## WHAT IS BEING ASKED
Can you switch every "bounding box" in the data below to "rectangle" and leave everything else unchanged? Omit the pictures from your answer.

(Collection entries)
***

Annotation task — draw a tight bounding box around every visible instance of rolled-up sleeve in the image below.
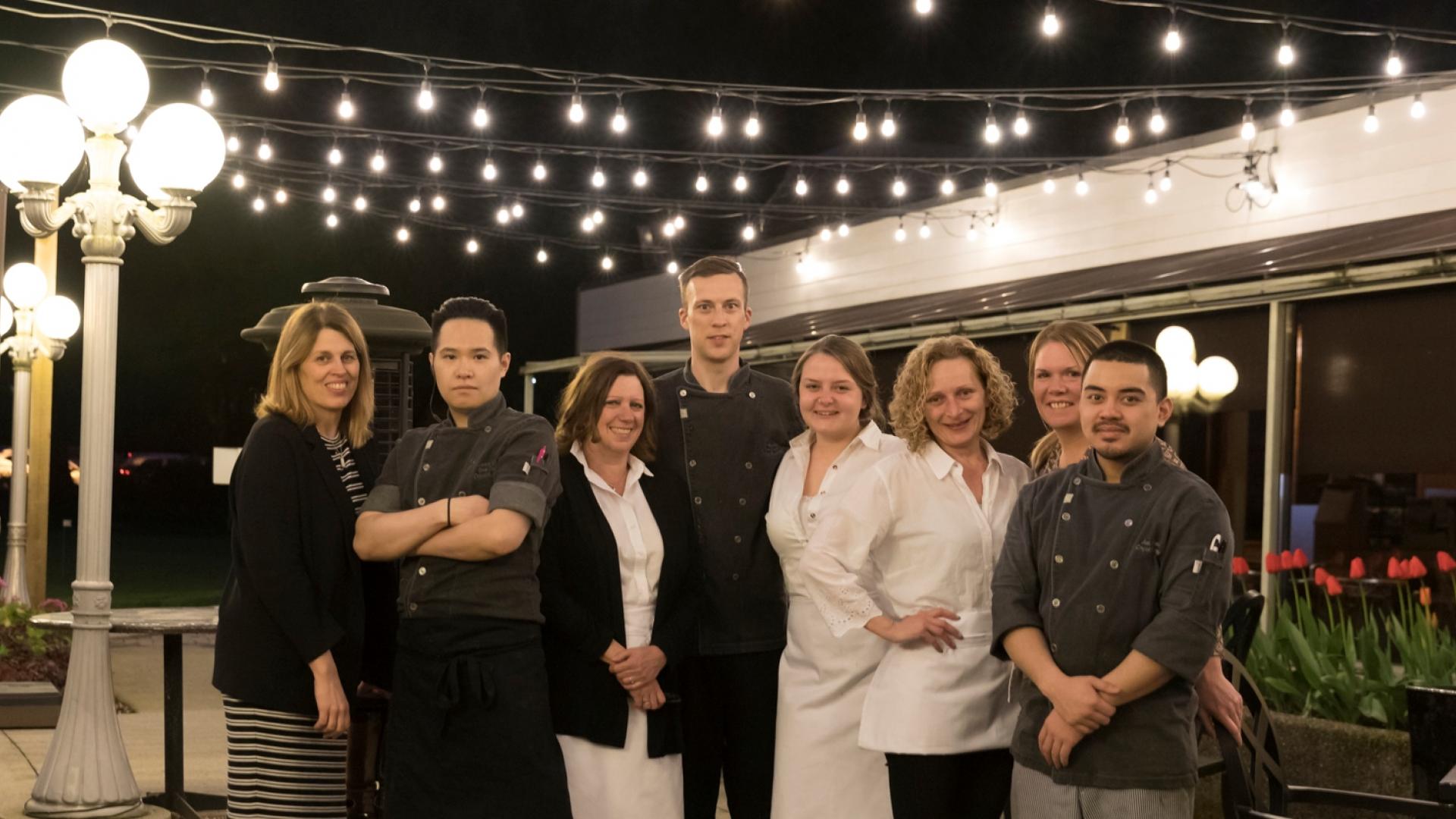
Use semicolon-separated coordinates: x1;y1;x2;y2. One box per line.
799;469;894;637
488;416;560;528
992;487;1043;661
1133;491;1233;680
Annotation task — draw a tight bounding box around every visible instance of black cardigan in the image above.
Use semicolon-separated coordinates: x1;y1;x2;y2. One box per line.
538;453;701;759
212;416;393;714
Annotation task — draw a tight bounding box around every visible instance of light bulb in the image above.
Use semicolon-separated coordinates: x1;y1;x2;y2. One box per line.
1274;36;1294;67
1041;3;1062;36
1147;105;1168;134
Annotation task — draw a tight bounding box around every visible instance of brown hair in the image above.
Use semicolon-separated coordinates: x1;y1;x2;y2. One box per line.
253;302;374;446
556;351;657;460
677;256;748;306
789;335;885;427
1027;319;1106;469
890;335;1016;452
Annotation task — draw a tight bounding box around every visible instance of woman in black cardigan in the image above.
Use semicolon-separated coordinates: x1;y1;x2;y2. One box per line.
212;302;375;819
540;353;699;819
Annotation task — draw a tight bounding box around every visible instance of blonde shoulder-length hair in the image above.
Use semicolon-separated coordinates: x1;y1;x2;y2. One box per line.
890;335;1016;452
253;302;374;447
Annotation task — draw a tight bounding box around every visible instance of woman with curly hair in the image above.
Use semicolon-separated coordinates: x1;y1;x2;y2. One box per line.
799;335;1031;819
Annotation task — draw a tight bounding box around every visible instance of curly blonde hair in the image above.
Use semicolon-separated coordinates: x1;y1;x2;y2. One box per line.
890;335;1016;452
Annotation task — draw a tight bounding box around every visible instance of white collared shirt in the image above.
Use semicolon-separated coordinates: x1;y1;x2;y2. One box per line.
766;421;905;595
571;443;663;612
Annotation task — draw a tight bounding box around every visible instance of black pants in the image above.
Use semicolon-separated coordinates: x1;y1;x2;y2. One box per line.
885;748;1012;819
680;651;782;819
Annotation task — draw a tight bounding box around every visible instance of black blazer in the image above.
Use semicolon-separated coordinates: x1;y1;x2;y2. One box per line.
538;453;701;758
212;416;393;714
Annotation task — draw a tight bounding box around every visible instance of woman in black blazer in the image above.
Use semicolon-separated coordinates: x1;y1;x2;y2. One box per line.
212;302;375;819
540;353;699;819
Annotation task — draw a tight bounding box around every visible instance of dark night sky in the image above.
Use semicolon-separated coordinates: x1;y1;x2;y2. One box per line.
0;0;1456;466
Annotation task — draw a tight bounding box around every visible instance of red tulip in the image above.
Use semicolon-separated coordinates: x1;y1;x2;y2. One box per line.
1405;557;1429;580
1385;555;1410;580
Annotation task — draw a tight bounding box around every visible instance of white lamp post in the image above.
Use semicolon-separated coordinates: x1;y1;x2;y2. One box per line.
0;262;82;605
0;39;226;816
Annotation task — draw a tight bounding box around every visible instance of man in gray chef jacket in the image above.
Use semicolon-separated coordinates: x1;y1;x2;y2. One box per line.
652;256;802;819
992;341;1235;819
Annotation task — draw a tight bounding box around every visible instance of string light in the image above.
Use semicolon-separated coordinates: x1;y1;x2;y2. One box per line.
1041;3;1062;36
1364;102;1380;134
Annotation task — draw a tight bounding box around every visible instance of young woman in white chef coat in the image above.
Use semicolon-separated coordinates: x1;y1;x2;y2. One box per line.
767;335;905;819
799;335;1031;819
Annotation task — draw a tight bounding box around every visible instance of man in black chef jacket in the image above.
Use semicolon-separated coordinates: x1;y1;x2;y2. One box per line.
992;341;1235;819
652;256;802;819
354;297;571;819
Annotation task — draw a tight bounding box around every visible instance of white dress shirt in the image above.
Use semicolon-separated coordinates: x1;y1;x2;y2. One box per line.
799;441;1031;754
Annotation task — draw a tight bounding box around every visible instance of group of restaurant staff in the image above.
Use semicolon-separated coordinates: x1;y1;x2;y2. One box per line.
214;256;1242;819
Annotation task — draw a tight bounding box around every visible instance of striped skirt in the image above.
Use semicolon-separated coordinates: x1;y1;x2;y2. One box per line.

***

## SOLUTION TO THE PROBLEM
Annotation task — draw a tight rectangle around every visible instance of rolled-up sleeve in the image below.
Use semicolon-separated coordinates: x1;y1;x2;y2. One box per line.
799;469;894;637
488;416;560;528
992;487;1043;661
1133;491;1233;680
Annotation task — draw a tight rectangle around every visible instance of black cardigan in the image above.
Use semicolon-separated coordinates: x1;y1;x2;y2. One box per line.
538;453;701;759
212;416;393;714
Annotation task — draw a tight rectangle around every visible instance of light bulb in the image above.
Use semicolon-separated coordinates: x1;y1;x2;y2. One box per line.
1274;36;1294;67
1041;3;1062;36
1147;105;1168;134
Annotation task — draw a tight rectangle around every visible instance of brown hair in the image above.
Use semicolon-separated coordinates: x1;y1;x2;y2. One box per line.
253;302;374;446
556;351;657;460
677;256;748;306
789;335;885;427
1027;319;1106;469
890;335;1016;452
Annotation task — draw a tight rectangle around every visible instance of woman in black cardigan in the image above.
Use semicolon-separated coordinates: x1;y1;x2;y2. One box per line.
212;302;375;819
540;353;699;819
Annotation task — draw a tight rectangle around every visible instance of blonde shoulder-length hair in the image above.
Use semicolon-separated coordinates: x1;y1;x2;y2. One box per line.
890;335;1016;452
253;302;374;447
Annotation task — draw a tight rectangle around every visible instance of woman with curly hair in the image above.
Use semicolon-separated coordinates: x1;y1;x2;y2. One box per line.
799;335;1031;819
Annotation task — draw a tight rectangle around every visible instance of curly blonde hair in the image above.
Use semicolon-separated coordinates: x1;y1;x2;y2. One box per line.
890;335;1016;452
Annotation task — draw a tight rectangle around every visible instance of white collared shirt in the image above.
Use semicolon-separated coordinates: x1;y1;x2;y2. One box per line.
766;421;905;595
571;443;663;612
Annotation task — draw a tight rectangle around every visible instance of black pants in the image above.
Use semicolon-separated coordinates: x1;y1;x2;y2. One box per line.
885;748;1012;819
680;651;782;819
Annotation task — draw a tight rectangle around every visible instance of black blazer in the image above.
Use semicolon-separated coordinates: x1;y1;x2;y2. One box per line.
538;453;701;758
212;416;393;714
Annotation task — draw a tight rectangle around every visible instance of woman in black blazer in the image above.
Use semicolon-separated coordinates: x1;y1;x2;y2. One box per line.
212;302;375;819
540;353;699;819
Annotation task — draw a tight rectangle around every visible instance of dark night sky in the image above.
Use semicolon-separated coordinates: x1;y1;x2;y2. One box per line.
0;0;1456;466
Annotation task — draw a tight rectangle around every visible instance of red tulip in the image above.
Use semicolon-separated coordinates: x1;y1;x2;y2. One box per line.
1405;557;1429;580
1385;555;1410;580
Annotation task — draw a tight rectangle around every visible instance of white lamp post in the image above.
Use semicolon-separated coordinates: x1;y1;x2;y2. One box per line.
0;262;82;605
0;39;226;816
Annotation task — draw a tight rectangle around every visible instance of man in gray chef jacket in the image above.
Use semicolon-separated coordinates: x1;y1;x2;y2. One box per line.
652;256;802;819
992;341;1235;819
Annotation task — draw a tight rectangle around every visible instance of string light in the image above.
Use semicolon-separated coordinates: x1;y1;x2;y2. One box per line.
1041;3;1062;36
1364;102;1380;134
Annotation task — draw a tight rectangle around every visible instance of young woman in white chef coat in the image above.
Use semicolon-separated coordinates: x1;y1;x2;y2. One box per line.
767;335;905;819
799;335;1031;819
Annotation task — draw a tight rectangle around every visible instance of man in black chef jacket in the image above.
Use semicolon-separated coordinates: x1;y1;x2;y2. One box per line.
992;341;1235;819
652;256;802;819
354;297;571;819
Annotation task — draw a tight rectangle around every visible instance of white dress shirt in the image above.
Use semicolon-separated coordinates: x1;y1;x2;y2. One box per line.
799;441;1031;754
Annotation task — draw a tight rectangle around every visible instance of group of restaurant staff in the image above.
Use semicolon-separated coordinates: x1;y1;x2;y2. One box per line.
214;256;1242;819
Annotation task — draw a tight rectangle around every visible instance of striped skirt in the image above.
Use semicolon-separated coordinates: x1;y1;x2;y2. One box per line.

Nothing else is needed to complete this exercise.